§ **What is expected**: Please give a word-for-word repeat of the line containing "Target: euphonium" and all lines that come after it in the entries below, ending at the last line.

--

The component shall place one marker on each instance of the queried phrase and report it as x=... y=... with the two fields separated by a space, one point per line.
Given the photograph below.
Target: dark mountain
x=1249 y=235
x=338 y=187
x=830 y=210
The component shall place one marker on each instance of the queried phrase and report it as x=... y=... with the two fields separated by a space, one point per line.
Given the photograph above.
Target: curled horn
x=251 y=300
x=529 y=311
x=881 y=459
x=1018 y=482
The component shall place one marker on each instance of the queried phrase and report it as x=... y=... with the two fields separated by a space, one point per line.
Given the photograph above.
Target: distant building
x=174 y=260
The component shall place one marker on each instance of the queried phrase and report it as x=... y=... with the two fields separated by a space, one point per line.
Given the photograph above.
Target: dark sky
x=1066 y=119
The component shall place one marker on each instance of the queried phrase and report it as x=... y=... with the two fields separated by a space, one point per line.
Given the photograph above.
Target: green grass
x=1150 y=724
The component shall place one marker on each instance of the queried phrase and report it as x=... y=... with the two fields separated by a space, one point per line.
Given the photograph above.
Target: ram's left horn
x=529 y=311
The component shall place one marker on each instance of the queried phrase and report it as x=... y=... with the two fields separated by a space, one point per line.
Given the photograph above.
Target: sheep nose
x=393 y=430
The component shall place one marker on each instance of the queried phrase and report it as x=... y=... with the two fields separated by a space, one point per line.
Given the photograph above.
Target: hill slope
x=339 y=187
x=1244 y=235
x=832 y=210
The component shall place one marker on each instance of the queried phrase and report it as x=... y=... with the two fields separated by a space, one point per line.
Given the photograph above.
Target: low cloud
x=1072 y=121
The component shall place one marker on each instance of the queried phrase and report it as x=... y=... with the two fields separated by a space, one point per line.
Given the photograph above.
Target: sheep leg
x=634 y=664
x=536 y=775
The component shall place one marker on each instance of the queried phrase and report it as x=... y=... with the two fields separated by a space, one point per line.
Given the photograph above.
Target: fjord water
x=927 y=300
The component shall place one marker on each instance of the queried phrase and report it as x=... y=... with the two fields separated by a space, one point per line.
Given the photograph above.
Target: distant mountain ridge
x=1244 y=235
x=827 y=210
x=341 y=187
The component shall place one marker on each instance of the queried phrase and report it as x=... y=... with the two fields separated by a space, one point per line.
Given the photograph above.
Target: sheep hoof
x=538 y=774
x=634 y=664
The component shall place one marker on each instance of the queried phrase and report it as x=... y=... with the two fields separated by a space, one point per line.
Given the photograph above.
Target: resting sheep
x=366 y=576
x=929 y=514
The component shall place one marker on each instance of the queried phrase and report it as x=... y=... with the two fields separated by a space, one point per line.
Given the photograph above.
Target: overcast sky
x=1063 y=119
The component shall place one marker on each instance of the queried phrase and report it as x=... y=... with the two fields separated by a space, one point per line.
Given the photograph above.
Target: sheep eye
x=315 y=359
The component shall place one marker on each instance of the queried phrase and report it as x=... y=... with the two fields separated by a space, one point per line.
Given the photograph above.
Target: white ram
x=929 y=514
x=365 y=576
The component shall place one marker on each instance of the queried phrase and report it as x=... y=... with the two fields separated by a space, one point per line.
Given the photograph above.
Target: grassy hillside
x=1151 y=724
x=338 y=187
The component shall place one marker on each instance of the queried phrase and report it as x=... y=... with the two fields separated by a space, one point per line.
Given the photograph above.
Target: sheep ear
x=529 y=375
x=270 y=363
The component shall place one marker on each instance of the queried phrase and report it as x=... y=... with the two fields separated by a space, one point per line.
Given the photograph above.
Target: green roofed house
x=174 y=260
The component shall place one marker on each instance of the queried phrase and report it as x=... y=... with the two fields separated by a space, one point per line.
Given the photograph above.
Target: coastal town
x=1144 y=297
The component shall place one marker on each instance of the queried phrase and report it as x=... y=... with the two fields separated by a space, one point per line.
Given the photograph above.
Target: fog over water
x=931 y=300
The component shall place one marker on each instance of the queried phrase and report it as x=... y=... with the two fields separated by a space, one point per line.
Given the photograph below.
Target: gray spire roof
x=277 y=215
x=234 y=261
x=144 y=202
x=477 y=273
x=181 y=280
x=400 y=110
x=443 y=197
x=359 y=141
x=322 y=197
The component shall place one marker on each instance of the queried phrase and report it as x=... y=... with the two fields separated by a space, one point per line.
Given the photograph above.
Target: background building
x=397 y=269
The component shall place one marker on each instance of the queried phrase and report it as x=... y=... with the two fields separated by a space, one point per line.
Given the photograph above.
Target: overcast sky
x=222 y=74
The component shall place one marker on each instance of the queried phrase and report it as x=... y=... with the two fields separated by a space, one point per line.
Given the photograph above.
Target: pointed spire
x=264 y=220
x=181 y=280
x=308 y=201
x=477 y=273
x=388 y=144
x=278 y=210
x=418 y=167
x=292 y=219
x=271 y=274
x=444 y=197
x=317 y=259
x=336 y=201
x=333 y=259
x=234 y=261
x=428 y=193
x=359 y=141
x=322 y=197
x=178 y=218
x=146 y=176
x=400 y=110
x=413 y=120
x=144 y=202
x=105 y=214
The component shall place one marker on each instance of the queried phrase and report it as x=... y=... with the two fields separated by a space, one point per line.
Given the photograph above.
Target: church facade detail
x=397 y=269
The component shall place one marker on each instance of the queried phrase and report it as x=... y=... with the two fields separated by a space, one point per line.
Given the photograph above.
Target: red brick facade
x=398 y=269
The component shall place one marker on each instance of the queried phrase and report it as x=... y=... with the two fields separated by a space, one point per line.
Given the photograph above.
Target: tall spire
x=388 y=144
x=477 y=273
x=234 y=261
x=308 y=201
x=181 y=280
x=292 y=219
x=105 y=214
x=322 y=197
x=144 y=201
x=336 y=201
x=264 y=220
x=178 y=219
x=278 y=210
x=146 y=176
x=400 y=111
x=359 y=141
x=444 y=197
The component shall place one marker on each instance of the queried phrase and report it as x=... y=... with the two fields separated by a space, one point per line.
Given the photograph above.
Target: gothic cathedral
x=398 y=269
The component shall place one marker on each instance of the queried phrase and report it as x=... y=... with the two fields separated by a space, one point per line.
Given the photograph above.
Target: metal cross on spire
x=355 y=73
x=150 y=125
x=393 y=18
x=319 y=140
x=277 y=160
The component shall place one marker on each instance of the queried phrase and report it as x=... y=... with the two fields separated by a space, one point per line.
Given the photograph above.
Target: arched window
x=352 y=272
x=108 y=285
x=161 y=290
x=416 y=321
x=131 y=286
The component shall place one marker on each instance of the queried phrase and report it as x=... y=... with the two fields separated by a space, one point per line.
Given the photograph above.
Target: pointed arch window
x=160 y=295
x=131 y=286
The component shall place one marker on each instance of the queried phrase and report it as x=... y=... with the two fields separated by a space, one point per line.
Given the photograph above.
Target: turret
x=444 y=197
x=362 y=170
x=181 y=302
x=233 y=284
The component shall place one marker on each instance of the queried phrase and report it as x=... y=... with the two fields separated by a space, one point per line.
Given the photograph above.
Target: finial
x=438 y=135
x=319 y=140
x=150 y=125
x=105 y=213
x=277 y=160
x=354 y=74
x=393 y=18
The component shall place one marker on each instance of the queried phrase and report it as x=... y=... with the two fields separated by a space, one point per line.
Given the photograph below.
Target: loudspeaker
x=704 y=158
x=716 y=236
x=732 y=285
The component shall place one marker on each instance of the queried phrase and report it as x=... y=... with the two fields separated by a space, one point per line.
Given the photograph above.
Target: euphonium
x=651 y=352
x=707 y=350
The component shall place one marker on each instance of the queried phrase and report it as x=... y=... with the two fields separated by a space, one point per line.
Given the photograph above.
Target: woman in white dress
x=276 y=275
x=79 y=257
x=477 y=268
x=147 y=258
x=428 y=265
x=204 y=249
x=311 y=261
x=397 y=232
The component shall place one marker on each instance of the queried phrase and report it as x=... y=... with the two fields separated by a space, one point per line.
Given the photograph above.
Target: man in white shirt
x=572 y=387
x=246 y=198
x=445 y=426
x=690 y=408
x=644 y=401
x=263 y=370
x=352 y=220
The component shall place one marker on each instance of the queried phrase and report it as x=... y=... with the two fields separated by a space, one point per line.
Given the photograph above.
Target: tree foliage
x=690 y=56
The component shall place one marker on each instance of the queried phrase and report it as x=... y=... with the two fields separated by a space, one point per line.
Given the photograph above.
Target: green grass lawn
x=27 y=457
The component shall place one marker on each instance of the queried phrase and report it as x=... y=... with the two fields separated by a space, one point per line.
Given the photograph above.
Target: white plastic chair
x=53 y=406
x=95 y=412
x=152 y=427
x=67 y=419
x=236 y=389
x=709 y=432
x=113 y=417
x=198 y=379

--

§ **Written reply**:
Target: euphonium
x=651 y=352
x=707 y=350
The component shall place one marker on each instance of the queried phrase and report it as x=... y=... with the two fields separated by a space, one point per line.
Given the photograph above.
Target: woman in white dress
x=276 y=275
x=79 y=257
x=477 y=268
x=147 y=258
x=428 y=265
x=204 y=249
x=311 y=261
x=397 y=232
The component shall place one marker on each instance of the queried phrase and report it as x=... y=... with the two fields separated by a space, one point per line.
Given the photograph above.
Target: man in white shirt
x=572 y=387
x=246 y=198
x=445 y=426
x=690 y=408
x=644 y=401
x=263 y=370
x=352 y=220
The component shall place one marker on each instance of the queried phrase and report it as x=... y=... with the two fields separated by a space, one point per line.
Given the photograph above.
Target: tree foliage
x=690 y=56
The component shall place one marker on each instance of the queried phrase and report it as x=... y=... with the two fields separated by a space, one point per line.
Given the photograph above.
Target: green grass lawn
x=27 y=457
The component shall place one marker on each instance of the queried phrase and report it as x=... y=... with the two fields separated by a space, one point per line.
Given the photograph above.
Target: white plastic chair
x=53 y=406
x=95 y=412
x=152 y=427
x=67 y=419
x=236 y=389
x=709 y=432
x=113 y=417
x=198 y=379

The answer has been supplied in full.